= Task brief =
Give the number of lines below with "tree" in them, leaving out anything else.

(Task material Opens)

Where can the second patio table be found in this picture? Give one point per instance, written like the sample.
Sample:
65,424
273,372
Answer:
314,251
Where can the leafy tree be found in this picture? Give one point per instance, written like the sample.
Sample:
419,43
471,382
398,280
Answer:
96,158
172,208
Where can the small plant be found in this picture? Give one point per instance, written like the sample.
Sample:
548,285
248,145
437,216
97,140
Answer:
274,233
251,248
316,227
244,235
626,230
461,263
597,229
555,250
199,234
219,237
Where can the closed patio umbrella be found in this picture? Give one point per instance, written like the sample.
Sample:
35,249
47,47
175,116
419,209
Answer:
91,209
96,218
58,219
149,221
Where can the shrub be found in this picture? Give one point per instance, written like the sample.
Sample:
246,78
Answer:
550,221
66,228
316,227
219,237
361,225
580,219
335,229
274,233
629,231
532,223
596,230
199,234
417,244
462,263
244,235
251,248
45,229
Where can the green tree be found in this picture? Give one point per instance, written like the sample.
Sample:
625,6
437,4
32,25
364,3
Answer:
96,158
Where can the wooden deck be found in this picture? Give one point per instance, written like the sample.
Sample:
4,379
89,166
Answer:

(Task material Closes)

= Written answer =
2